Output the following items verbatim, beginning with the line containing "point_to finds the laughing" and continuing through the line containing "pixel 432 407", both lines included.

══ Records for this exercise ══

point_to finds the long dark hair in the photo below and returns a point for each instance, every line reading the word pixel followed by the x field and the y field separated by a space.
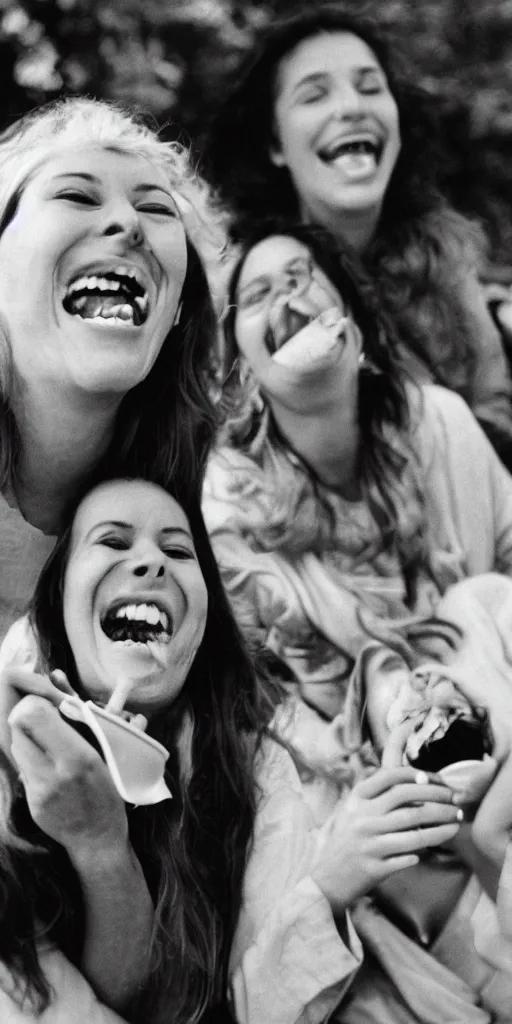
pixel 383 403
pixel 193 849
pixel 166 424
pixel 423 249
pixel 242 133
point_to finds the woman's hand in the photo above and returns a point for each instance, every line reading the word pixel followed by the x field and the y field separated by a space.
pixel 380 828
pixel 69 790
pixel 16 683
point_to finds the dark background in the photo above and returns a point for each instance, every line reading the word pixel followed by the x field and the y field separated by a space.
pixel 172 58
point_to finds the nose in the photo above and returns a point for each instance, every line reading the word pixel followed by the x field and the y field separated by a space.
pixel 150 563
pixel 124 222
pixel 290 283
pixel 347 101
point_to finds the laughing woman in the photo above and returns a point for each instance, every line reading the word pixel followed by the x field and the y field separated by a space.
pixel 105 322
pixel 341 494
pixel 328 131
pixel 105 330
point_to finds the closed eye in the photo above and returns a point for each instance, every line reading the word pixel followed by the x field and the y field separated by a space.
pixel 371 83
pixel 178 554
pixel 159 209
pixel 312 94
pixel 77 197
pixel 116 543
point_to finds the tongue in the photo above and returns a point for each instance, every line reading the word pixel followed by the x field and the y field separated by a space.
pixel 315 343
pixel 356 165
pixel 289 323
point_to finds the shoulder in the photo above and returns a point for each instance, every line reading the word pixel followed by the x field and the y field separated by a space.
pixel 19 646
pixel 237 492
pixel 432 407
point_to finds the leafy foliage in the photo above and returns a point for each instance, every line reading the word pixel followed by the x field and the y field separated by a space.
pixel 174 57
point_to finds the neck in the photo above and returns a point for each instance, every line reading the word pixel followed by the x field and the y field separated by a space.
pixel 62 439
pixel 354 227
pixel 328 440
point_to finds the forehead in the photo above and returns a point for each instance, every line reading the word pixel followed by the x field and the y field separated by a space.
pixel 270 256
pixel 128 501
pixel 329 51
pixel 101 162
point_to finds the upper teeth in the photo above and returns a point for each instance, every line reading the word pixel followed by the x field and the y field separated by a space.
pixel 95 282
pixel 341 143
pixel 143 612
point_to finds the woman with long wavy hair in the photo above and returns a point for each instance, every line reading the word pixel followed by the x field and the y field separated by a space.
pixel 340 493
pixel 322 123
pixel 130 549
pixel 105 321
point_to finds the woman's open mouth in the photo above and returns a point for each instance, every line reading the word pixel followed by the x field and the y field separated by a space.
pixel 111 297
pixel 454 736
pixel 356 156
pixel 137 624
pixel 288 324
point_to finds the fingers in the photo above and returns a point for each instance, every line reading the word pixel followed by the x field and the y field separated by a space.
pixel 139 722
pixel 399 863
pixel 392 755
pixel 39 720
pixel 59 679
pixel 417 793
pixel 395 844
pixel 24 681
pixel 385 779
pixel 419 816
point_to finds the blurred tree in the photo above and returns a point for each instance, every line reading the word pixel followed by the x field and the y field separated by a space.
pixel 174 57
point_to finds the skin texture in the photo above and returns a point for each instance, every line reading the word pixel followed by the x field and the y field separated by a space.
pixel 265 286
pixel 379 829
pixel 74 220
pixel 70 793
pixel 314 406
pixel 331 87
pixel 150 558
pixel 71 376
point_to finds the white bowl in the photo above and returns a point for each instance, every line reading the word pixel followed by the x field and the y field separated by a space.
pixel 470 779
pixel 136 762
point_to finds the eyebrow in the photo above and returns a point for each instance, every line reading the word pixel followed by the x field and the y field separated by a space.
pixel 288 266
pixel 166 531
pixel 145 186
pixel 317 76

═══

=== Result for this task ===
point_to finds the laughing woman in the photo above and returns a point for each instance, every line reading the word pixel followed by the x field and the y field separated by a space.
pixel 105 322
pixel 341 494
pixel 328 131
pixel 105 330
point_to finds the closed eye in the photo above and returns a point for each instance, every line reading the word pixel followed by the x field and the y field separated by a space.
pixel 371 83
pixel 178 554
pixel 159 209
pixel 312 94
pixel 77 197
pixel 116 543
point_to finds the tongue in the photo above and returns a point for each instance, every line reading the word pixel followed by the x field and the y field separated by a space.
pixel 315 343
pixel 356 165
pixel 289 323
point_to finds the shoulder in the photo above and returns a point for each instance, every line reading the word pixel followed by the x field and the y field separated by a space.
pixel 19 646
pixel 237 492
pixel 432 407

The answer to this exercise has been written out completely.